Count how many lines of the data below contain the string "player", where case matters, and give only that number.
___ Data for this exercise
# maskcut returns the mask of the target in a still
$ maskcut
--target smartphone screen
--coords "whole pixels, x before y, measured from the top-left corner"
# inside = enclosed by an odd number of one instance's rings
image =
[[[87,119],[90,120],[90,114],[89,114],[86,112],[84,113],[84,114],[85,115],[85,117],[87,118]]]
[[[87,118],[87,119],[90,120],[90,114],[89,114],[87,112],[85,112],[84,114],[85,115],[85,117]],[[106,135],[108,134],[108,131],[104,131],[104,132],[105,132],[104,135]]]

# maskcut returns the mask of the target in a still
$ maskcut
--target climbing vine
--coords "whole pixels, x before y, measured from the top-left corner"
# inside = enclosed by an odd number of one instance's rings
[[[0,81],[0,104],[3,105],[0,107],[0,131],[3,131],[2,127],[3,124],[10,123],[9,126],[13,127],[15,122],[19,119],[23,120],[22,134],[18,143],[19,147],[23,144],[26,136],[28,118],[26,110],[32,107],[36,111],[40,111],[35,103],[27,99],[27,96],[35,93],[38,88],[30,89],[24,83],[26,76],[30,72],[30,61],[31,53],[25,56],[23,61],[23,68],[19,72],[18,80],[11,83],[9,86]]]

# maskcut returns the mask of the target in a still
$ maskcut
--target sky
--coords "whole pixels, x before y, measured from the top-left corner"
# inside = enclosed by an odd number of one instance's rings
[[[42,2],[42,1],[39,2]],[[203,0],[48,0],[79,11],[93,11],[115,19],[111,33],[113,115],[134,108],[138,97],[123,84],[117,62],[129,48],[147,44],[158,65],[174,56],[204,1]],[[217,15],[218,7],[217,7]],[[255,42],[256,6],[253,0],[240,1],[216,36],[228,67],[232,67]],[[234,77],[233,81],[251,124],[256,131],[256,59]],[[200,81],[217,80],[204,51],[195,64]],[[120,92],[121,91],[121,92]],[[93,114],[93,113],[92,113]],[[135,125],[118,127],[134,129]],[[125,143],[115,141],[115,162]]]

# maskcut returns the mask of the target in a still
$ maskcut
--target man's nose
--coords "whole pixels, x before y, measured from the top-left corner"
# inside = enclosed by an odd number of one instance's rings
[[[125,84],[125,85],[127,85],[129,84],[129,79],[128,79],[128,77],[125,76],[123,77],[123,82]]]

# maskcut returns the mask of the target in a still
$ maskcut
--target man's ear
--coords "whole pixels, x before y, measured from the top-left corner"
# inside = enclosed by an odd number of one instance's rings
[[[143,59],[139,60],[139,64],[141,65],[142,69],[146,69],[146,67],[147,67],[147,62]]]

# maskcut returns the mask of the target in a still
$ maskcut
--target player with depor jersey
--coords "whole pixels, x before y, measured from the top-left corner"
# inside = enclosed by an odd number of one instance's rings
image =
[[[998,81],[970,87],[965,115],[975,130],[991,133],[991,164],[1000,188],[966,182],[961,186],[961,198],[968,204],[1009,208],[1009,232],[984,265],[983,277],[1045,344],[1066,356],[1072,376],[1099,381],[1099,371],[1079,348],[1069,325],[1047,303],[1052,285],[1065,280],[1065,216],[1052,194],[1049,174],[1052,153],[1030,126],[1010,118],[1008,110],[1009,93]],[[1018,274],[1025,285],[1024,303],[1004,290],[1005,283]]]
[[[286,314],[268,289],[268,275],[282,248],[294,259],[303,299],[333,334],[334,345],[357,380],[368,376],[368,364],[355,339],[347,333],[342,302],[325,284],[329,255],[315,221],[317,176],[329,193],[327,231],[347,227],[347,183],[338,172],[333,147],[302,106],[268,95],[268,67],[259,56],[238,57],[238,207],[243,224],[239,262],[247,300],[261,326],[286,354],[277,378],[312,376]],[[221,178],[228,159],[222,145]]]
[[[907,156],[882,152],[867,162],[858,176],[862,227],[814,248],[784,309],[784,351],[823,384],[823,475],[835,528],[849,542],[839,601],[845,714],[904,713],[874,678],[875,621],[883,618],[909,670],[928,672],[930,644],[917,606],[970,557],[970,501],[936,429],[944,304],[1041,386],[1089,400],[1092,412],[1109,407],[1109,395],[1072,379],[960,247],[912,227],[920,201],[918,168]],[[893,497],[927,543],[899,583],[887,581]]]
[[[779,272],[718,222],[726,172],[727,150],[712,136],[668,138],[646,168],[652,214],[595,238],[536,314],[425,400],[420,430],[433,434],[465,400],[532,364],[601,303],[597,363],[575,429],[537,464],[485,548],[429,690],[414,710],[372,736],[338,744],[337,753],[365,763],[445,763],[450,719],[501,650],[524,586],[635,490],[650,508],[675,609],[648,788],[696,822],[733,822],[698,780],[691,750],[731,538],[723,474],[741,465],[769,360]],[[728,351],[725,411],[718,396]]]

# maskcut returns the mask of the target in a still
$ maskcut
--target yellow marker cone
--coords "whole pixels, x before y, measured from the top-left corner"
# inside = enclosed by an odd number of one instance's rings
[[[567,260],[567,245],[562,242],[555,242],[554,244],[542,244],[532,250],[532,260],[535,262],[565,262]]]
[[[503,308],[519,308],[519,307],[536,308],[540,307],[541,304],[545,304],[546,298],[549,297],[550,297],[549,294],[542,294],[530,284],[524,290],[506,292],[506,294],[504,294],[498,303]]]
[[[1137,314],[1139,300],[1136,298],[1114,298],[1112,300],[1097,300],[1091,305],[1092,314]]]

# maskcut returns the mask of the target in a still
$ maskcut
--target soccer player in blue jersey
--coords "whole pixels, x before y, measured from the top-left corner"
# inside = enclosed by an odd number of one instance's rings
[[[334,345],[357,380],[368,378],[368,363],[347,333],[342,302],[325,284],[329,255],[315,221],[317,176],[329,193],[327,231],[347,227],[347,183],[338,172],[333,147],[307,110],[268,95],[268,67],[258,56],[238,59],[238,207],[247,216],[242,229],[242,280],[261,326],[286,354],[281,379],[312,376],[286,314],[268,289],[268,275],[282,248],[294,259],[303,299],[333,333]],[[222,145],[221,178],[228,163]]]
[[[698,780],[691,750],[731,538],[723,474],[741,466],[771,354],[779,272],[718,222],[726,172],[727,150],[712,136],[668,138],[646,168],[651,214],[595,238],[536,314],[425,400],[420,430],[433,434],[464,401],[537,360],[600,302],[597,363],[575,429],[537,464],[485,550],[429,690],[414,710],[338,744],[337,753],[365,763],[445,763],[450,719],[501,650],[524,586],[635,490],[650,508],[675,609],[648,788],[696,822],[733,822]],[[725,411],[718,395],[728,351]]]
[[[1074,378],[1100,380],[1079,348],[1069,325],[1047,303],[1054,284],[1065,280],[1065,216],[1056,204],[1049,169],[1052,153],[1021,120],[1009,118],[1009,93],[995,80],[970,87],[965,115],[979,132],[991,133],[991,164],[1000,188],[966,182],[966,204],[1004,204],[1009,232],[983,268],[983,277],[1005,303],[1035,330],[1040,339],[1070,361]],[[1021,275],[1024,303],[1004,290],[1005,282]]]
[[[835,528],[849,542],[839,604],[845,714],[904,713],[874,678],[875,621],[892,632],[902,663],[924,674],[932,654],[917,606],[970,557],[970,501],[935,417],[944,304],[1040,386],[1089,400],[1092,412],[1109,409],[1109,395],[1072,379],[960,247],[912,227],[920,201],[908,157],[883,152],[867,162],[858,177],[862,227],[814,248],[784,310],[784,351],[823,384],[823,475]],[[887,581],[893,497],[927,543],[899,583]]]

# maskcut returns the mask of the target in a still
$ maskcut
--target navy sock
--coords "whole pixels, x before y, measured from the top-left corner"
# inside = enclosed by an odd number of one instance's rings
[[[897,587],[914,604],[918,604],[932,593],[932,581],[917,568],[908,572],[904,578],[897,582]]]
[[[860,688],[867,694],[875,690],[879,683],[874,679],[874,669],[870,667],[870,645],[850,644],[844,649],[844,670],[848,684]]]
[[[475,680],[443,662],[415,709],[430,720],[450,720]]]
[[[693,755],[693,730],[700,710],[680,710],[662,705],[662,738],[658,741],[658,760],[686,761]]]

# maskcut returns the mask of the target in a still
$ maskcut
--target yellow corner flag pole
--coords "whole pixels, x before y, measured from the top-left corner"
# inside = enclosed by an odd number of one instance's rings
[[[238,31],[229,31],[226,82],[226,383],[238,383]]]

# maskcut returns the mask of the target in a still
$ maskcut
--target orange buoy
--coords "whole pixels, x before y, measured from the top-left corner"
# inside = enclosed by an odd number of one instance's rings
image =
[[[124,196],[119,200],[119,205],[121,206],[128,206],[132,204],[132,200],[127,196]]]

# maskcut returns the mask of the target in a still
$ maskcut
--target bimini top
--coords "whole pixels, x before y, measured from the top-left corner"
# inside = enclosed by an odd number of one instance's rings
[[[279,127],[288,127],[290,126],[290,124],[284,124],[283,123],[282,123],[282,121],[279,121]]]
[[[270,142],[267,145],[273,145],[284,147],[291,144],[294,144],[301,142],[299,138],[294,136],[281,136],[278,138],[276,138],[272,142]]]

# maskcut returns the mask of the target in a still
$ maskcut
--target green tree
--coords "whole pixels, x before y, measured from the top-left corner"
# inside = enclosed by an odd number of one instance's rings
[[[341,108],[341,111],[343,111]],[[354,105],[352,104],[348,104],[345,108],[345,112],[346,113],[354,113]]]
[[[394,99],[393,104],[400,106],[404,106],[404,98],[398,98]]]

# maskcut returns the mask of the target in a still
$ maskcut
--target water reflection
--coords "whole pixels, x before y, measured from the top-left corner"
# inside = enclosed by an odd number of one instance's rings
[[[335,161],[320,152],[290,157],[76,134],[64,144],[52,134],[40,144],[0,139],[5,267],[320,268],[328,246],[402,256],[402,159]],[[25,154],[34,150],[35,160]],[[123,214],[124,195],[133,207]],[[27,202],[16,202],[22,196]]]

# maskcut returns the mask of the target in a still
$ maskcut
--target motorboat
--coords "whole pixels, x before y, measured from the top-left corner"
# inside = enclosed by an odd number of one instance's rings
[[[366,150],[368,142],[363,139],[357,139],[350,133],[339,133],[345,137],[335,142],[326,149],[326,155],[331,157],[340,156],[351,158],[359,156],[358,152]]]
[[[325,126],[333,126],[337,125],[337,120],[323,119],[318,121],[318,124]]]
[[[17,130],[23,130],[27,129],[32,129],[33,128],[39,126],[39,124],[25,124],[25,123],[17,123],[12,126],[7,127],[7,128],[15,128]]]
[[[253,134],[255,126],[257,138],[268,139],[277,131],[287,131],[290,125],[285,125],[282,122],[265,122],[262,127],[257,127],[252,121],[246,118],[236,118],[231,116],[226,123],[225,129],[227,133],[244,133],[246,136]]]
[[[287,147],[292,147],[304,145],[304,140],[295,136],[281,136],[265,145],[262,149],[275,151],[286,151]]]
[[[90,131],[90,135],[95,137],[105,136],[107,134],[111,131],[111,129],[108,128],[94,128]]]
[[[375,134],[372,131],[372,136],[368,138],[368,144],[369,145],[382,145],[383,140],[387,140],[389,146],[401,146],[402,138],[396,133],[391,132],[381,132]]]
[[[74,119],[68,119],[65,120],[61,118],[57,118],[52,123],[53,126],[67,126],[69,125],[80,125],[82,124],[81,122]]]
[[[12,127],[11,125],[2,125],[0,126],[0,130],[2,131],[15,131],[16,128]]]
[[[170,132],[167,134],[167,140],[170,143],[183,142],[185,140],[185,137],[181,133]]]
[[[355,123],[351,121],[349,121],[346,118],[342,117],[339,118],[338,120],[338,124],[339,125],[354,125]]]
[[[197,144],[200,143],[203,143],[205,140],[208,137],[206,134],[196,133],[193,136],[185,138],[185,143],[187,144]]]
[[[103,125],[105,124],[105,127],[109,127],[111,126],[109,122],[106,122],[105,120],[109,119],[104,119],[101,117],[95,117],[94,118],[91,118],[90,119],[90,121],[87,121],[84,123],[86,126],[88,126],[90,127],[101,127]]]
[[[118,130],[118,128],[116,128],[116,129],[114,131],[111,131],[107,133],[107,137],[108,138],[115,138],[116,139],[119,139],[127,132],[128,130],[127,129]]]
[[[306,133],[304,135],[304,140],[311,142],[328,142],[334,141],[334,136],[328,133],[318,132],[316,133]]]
______
_Response for this exercise_
2